▸ TO DO: Output verbatim the lines below that begin at the line containing "tag=tree trunk" and run through the line containing "(0, 0), (384, 471)". Include both end lines and nothing else.

+===+

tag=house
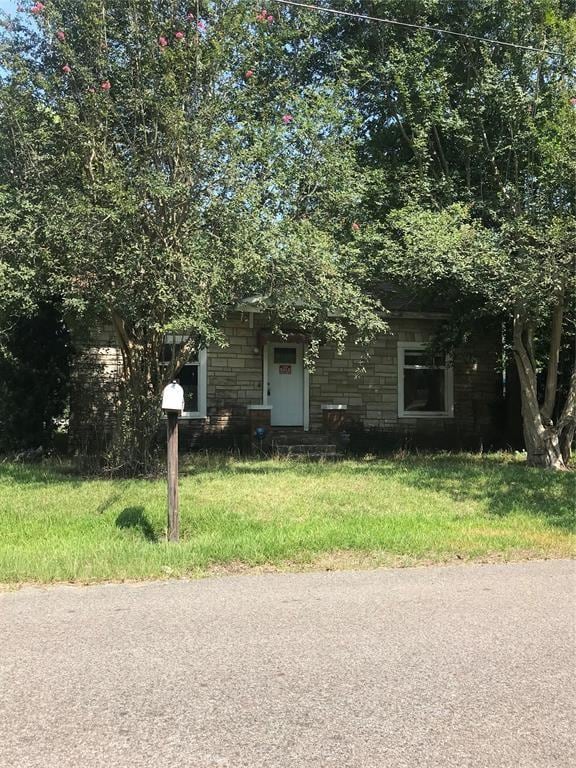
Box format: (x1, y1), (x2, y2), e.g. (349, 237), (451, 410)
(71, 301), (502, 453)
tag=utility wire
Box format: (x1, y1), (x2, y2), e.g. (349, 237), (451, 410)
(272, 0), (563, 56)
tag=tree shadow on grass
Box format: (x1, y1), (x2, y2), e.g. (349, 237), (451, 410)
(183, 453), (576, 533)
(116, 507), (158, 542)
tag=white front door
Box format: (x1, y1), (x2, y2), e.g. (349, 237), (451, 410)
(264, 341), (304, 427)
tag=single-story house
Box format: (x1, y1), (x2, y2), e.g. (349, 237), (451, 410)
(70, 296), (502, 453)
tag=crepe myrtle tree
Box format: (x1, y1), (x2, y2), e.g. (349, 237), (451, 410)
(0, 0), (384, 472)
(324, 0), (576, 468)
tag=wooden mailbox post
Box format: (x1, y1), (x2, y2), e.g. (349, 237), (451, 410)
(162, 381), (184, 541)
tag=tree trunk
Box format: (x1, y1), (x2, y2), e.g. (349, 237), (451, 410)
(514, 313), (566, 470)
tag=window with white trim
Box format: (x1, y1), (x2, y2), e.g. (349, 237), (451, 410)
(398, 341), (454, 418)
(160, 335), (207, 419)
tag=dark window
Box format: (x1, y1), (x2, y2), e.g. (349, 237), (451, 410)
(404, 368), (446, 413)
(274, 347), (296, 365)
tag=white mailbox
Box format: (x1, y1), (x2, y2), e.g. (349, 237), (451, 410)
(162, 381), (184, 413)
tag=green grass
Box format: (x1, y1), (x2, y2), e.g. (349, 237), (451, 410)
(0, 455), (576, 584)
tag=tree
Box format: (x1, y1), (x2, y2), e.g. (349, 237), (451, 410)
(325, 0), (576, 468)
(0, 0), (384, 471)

+===+

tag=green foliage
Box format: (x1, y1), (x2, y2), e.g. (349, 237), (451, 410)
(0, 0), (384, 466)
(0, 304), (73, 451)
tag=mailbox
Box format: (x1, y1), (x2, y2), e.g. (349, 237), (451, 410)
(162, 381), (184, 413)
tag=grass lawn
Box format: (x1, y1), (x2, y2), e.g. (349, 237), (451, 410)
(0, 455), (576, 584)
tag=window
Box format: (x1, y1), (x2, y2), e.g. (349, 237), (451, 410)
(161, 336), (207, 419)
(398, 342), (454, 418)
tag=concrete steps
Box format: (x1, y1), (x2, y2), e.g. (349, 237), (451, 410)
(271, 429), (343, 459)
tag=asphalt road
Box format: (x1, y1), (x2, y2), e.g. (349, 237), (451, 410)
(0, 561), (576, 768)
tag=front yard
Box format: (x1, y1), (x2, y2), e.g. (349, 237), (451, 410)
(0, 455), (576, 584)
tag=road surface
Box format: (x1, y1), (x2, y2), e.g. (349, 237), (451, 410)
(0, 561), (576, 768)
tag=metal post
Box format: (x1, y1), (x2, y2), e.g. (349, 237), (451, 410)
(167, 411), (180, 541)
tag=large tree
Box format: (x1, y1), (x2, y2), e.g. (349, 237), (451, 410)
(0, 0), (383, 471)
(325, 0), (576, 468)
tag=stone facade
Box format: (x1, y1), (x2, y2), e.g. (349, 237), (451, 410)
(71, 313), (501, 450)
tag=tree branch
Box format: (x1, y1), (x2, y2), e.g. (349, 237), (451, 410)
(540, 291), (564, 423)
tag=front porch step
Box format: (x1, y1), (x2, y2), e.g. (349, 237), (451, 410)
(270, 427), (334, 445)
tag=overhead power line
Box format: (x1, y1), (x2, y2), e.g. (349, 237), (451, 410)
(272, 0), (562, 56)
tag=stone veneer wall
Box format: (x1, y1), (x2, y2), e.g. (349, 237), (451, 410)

+===+

▸ ANSWER TO THE TASK:
tag=tree trunk
Box format: (x1, y1), (x2, y2), e.g. (349, 237), (451, 410)
(514, 313), (566, 470)
tag=window with white trim
Box format: (x1, y1), (x2, y2), e.g. (349, 237), (451, 410)
(398, 341), (454, 418)
(160, 335), (207, 419)
tag=dark window
Box format: (x1, y1), (x2, y2), e.g. (349, 237), (451, 410)
(404, 368), (446, 413)
(274, 347), (296, 365)
tag=white mailbox
Box format: (x1, y1), (x2, y2), e.g. (349, 237), (451, 410)
(162, 381), (184, 413)
tag=green grass
Box format: (x1, y1), (x2, y2), e.g. (349, 237), (451, 410)
(0, 455), (576, 584)
tag=tree
Box format: (x1, y1), (x2, y2), e.g. (349, 237), (451, 410)
(325, 0), (576, 468)
(0, 0), (384, 471)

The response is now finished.